---------- The records

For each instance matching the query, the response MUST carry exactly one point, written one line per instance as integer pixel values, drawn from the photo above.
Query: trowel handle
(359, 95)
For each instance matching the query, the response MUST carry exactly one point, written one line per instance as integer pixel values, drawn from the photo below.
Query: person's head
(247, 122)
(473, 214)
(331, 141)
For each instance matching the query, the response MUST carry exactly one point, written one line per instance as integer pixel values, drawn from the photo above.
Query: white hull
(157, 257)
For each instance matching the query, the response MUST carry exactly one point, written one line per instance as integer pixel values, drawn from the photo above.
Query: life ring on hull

--------------------

= Exercise aim =
From the first entry to the last, reproduce everything precisely.

= Output below =
For each instance matching the query, the response MUST carry exactly one point, written one line per instance as integer pixel values, drawn from the photo above.
Query: trowel handle
(359, 95)
For each instance matching the query, the response MUST carry exactly one point, written one line per instance as integer pixel values, drawn from the photo below.
Query: person's head
(247, 122)
(473, 214)
(331, 141)
For each instance matching the query, the response MUST carry exactly one point, written one line per instance as integer pixel values, drawn from the photo above.
Query: white hull
(157, 257)
For each instance matching the query, the response MUST carry exactly one point, written one line per instance as integer pixel values, drawn from the photo above.
Query: life ring on hull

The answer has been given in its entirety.